_TEXT SEGMENT_

====

Unveiling diabetes onset: Optimized XGBoost with Bayesian optimization for enhanced prediction

Diabetes, a chronic condition affecting millions worldwide, necessitates early intervention to prevent severe complications. While accurately predicting diabetes onset or progression remains challenging due to complex and imbalanced datasets, recent advancements in machine learning offer potential solutions. Traditional prediction models, often limited by default parameters, have been superseded by more sophisticated approaches. Leveraging Bayesian optimization to fine-tune XGBoost, researchers can harness the power of complex data analysis to improve predictive accuracy. By identifying key factors influencing diabetes risk, personalized prevention strategies can be developed, ultimately enhancing patient outcomes. Successful implementation requires meticulous data management, stringent ethical considerations, and seamless integration into healthcare systems. This study focused on optimizing the hyperparameters of an XGBoost ensemble machine learning model using Bayesian optimization. Compared to grid search XGBoost (accuracy: 97.24%, F1-score: 95.72%, MCC: 81.02%), the XGBoost with Bayesian optimization achieved slightly improved performance (accuracy: 97.26%, F1-score: 95.72%, MCC:81.18%). Although the improvements observed in this study are modest, the optimized XGBoost model with Bayesian optimization represents a promising step towards revolutionizing diabetes prevention and treatment. This approach holds significant potential to improve outcomes for individuals at risk of developing diabetes.

====

_REQUIRED TASKS_
A - Translate this sentence from the diabetes prediction text into Spanish: "Diabetes, a chronic condition affecting millions worldwide, necessitates early intervention to prevent severe complications."
B - Turn the paragraph of the diabetes prediction text that begins "Diabetes, a chronic condition affecting millions" into a short bulleted list that keeps its main facts.
C - In the diabetes prediction text, what accuracy did XGBoost with Bayesian optimization achieve?

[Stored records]
====

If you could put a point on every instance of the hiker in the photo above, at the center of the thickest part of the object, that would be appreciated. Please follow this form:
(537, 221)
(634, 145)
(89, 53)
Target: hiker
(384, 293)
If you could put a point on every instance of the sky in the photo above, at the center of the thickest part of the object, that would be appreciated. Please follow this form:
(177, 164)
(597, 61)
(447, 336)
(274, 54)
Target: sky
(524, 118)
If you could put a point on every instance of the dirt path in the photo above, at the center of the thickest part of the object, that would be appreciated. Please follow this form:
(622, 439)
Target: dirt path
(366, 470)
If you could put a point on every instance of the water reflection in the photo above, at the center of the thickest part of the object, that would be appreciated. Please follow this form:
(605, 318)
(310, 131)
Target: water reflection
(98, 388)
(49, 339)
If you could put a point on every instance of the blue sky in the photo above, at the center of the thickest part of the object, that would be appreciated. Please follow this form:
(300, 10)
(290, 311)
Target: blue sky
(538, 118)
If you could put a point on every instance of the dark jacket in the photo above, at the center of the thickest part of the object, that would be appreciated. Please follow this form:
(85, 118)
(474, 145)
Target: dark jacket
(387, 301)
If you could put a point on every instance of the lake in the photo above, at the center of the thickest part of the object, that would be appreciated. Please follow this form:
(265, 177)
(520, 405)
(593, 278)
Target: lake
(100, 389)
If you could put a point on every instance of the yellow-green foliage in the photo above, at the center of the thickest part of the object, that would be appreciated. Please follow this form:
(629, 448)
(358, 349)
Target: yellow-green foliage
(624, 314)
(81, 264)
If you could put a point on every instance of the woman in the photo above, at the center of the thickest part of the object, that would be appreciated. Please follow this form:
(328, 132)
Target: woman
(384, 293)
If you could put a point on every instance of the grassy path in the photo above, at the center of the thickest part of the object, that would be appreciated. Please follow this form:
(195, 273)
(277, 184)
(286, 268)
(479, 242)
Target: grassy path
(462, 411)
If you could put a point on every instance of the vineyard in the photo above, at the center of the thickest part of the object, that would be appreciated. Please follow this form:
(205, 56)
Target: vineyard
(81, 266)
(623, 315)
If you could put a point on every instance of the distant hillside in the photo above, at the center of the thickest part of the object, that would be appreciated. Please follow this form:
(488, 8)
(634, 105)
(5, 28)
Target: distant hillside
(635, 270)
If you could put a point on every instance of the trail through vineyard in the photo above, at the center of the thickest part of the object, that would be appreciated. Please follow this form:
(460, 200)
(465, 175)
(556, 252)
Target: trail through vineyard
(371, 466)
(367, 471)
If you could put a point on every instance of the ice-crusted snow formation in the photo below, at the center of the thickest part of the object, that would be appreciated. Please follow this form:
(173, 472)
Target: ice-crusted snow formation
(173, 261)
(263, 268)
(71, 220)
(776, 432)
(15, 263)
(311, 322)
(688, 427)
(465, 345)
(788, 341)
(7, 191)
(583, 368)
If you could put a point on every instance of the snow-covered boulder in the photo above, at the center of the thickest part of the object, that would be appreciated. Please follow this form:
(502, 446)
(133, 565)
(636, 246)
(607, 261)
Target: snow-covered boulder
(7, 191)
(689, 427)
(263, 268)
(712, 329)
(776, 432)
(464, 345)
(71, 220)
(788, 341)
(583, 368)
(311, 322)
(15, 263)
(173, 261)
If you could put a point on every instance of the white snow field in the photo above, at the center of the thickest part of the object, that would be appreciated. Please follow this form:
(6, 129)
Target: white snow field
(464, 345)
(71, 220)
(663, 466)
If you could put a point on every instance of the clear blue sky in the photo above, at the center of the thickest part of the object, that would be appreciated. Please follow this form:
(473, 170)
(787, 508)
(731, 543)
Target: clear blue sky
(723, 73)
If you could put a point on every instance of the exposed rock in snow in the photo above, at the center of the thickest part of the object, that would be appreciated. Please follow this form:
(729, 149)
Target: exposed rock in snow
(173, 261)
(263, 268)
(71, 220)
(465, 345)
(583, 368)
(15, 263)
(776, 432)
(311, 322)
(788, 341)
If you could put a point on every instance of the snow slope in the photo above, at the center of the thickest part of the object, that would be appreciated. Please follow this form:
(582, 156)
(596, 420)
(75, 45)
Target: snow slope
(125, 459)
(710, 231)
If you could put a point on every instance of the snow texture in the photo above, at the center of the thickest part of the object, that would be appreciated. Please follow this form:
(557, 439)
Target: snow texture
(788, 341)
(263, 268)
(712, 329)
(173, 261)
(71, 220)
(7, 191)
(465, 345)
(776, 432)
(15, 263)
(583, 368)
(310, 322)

====

_OUTPUTS IN ORDER_
A - La diabetes, una enfermedad crónica que afecta a millones de personas en todo el mundo, requiere una intervención temprana para prevenir complicaciones graves.

B -
- Diabetes is a chronic condition affecting millions worldwide, and early intervention is needed to prevent severe complications.
- Predicting diabetes onset or progression is hard because datasets are complex and imbalanced.
- Traditional models limited by default parameters have been superseded by more sophisticated machine learning approaches.
- Using Bayesian optimization to fine-tune XGBoost can improve predictive accuracy and help identify key risk factors for personalized prevention.
- Successful use requires careful data management, strict ethical considerations, and integration into healthcare systems.
- The study optimized XGBoost hyperparameters with Bayesian optimization.
- Grid search XGBoost: accuracy 97.24%, F1-score 95.72%, MCC 81.02%.
- XGBoost with Bayesian optimization: accuracy 97.26%, F1-score 95.72%, MCC 81.18%.
- The improvements are modest, but the approach is presented as a promising step for diabetes prevention and treatment.

C - 97.26%